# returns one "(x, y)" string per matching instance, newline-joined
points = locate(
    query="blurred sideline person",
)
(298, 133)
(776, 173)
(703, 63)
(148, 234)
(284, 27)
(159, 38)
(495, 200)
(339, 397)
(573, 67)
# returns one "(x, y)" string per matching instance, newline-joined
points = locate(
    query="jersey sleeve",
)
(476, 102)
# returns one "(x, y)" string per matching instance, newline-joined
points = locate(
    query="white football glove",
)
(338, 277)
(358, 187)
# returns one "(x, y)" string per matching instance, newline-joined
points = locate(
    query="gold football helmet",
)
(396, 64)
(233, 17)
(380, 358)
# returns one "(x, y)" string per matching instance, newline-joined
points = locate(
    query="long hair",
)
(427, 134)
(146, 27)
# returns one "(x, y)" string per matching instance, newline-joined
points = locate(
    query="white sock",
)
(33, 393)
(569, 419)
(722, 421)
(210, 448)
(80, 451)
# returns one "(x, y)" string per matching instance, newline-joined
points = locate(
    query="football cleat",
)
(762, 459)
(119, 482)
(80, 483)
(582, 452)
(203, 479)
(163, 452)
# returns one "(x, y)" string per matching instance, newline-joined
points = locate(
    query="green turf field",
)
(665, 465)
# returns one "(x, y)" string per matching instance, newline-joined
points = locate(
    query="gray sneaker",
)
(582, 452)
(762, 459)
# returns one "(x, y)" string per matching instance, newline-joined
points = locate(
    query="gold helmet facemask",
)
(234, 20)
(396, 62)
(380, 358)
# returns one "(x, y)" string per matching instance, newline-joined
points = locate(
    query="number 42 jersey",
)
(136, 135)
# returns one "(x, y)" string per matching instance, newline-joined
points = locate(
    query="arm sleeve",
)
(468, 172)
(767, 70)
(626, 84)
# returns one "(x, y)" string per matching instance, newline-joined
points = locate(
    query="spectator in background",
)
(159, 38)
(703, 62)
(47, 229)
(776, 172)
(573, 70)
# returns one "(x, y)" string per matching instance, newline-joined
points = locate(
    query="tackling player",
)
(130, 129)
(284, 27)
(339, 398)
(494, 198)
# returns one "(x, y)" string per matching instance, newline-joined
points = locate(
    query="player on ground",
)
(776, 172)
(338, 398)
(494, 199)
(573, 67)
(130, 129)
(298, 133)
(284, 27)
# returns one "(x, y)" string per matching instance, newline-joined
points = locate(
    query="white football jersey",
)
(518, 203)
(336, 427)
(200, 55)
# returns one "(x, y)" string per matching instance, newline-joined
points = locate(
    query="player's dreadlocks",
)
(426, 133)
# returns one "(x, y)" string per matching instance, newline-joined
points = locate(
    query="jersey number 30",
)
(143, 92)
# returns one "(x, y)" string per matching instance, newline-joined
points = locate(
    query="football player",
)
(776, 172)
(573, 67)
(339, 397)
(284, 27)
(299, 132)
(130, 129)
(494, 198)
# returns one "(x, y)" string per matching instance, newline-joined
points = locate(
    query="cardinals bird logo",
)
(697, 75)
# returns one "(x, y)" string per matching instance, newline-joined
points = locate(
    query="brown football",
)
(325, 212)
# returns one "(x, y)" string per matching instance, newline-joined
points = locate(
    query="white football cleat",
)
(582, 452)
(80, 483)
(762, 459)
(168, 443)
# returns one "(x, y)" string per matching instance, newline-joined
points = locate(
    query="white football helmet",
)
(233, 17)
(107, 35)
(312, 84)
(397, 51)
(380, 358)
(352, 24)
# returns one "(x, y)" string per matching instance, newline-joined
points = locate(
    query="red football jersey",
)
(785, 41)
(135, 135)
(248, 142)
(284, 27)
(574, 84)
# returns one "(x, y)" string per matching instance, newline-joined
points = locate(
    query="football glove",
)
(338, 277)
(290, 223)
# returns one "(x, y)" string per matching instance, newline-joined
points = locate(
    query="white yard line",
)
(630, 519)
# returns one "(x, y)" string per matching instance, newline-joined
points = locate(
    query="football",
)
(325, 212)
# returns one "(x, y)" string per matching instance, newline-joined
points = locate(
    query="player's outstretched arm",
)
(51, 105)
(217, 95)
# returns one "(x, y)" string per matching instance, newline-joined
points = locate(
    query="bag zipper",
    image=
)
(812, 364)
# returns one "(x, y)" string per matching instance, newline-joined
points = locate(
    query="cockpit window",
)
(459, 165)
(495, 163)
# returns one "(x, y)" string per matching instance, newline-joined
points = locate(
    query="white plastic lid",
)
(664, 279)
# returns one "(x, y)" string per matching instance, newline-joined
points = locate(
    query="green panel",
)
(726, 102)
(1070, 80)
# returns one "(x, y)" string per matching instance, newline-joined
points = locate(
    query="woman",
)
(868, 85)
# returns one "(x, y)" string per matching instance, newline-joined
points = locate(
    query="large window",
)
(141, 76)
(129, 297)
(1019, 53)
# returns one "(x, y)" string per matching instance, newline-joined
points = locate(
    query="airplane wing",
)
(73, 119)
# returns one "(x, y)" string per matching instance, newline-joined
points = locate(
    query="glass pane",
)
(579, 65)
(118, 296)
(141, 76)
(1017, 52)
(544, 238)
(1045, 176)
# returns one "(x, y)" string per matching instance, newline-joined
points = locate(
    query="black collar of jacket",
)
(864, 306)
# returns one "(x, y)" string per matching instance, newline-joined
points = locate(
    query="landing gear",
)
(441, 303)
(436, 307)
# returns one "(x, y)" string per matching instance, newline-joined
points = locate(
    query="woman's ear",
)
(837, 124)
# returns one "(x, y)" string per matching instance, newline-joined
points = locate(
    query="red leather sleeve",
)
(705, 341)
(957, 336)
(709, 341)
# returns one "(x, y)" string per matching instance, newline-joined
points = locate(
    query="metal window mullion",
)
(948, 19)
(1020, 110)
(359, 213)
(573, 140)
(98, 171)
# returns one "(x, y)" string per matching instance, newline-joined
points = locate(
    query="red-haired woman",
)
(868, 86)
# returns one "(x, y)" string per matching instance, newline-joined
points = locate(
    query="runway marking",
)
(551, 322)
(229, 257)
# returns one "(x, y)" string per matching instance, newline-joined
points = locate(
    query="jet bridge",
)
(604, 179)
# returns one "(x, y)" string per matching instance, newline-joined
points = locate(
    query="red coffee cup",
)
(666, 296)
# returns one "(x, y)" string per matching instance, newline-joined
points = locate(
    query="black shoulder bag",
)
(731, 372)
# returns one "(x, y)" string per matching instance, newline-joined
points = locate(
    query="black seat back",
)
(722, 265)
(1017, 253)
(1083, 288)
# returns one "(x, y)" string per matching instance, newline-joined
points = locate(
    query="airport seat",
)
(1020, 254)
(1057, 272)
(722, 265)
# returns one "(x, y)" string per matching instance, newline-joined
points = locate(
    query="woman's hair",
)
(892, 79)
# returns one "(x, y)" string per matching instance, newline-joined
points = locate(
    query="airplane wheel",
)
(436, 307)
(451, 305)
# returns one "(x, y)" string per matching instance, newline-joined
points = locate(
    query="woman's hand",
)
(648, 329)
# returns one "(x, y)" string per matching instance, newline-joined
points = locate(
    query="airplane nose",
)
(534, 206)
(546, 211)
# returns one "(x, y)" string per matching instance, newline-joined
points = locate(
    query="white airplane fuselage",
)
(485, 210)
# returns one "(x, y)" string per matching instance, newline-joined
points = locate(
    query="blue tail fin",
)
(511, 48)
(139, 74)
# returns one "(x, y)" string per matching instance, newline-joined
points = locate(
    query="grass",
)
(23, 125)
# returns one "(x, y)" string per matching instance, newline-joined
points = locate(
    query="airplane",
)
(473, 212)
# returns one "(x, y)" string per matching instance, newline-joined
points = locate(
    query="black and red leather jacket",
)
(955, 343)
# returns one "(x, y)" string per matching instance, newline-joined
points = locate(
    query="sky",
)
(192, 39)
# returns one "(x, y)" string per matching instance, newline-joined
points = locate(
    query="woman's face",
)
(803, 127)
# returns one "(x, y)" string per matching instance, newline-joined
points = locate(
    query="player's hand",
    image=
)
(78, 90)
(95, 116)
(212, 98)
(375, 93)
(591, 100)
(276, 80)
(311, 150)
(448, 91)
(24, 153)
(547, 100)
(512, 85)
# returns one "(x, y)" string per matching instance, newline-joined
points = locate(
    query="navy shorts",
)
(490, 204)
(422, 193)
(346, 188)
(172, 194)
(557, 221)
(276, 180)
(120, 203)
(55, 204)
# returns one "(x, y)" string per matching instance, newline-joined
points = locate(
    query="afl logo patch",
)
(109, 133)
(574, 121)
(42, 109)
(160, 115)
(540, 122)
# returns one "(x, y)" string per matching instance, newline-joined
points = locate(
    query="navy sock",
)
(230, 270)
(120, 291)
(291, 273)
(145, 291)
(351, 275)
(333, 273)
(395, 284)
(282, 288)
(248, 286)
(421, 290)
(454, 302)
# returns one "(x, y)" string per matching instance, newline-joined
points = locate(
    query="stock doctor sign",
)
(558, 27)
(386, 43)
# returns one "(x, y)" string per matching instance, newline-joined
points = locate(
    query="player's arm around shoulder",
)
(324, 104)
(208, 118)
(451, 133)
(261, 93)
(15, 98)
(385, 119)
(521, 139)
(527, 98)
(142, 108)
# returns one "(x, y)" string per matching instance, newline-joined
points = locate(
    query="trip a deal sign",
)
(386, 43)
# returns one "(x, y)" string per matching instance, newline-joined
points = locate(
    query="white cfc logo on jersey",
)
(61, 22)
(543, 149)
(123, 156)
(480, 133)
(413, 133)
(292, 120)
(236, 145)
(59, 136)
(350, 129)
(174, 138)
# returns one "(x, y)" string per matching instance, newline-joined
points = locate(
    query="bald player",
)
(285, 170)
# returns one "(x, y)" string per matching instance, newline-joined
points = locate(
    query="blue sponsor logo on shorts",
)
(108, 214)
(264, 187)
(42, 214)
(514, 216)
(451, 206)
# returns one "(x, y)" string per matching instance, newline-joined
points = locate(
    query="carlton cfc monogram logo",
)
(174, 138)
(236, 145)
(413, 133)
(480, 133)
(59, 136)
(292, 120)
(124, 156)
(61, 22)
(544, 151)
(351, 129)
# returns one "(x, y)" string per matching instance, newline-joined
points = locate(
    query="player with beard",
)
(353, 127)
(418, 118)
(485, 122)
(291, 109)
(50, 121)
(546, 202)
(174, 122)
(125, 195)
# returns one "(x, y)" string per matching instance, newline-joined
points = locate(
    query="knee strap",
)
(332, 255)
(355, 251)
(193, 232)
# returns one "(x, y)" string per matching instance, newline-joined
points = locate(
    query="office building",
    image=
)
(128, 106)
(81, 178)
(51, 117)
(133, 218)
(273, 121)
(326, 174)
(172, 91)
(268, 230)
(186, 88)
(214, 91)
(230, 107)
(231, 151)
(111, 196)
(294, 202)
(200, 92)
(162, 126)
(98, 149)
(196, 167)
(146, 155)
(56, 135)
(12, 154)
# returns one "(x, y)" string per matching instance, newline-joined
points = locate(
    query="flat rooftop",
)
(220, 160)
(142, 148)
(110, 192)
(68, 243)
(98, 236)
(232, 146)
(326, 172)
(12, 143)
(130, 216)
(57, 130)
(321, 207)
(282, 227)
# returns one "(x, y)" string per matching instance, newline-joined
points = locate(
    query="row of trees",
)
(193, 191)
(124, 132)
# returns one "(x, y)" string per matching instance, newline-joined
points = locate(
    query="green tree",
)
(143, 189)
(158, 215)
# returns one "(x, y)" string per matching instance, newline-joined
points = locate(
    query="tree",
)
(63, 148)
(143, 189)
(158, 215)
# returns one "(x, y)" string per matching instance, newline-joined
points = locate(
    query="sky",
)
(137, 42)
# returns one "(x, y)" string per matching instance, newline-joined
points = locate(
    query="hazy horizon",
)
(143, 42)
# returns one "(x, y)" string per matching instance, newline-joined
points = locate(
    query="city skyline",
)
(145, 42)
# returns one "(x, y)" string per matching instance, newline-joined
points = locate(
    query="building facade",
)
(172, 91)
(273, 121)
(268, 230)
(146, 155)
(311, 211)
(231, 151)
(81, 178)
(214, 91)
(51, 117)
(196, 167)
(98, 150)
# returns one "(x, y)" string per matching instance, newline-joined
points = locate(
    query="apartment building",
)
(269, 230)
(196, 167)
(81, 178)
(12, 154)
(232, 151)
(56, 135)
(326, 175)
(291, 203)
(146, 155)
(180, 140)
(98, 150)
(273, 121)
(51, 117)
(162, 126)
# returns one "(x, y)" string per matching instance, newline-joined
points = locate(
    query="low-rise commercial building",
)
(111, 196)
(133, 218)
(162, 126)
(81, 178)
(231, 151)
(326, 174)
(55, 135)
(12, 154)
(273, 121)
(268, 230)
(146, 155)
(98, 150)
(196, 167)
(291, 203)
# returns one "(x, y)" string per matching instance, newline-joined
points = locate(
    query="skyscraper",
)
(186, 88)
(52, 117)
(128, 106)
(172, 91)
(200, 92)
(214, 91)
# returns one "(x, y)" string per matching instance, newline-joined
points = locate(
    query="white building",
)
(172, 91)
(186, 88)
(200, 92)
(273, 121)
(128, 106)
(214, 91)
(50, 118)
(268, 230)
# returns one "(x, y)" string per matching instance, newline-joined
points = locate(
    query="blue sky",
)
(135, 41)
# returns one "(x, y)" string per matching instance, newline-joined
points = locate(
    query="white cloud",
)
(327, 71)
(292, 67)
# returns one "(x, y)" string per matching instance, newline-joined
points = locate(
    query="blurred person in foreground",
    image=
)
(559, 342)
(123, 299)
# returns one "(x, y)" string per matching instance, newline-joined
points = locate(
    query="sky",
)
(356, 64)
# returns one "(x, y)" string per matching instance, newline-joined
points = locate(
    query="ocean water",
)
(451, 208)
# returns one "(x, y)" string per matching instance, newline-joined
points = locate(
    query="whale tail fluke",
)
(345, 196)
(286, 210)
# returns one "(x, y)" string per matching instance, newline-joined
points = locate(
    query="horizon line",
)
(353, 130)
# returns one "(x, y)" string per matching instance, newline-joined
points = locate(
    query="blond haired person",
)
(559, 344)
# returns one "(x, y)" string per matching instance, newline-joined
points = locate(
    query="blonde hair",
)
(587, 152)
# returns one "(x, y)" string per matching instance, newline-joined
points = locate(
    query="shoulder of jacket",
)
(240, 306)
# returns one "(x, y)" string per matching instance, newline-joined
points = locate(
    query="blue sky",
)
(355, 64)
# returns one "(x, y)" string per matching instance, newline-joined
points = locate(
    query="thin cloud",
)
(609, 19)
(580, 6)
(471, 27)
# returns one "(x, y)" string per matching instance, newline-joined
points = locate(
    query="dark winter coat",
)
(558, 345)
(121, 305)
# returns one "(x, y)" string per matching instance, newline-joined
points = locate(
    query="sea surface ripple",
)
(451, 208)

Exercise: Please collect every line of the data above that contains the word "green".

Complete output:
    query="green turf field",
    query="green panel",
    query="green tree",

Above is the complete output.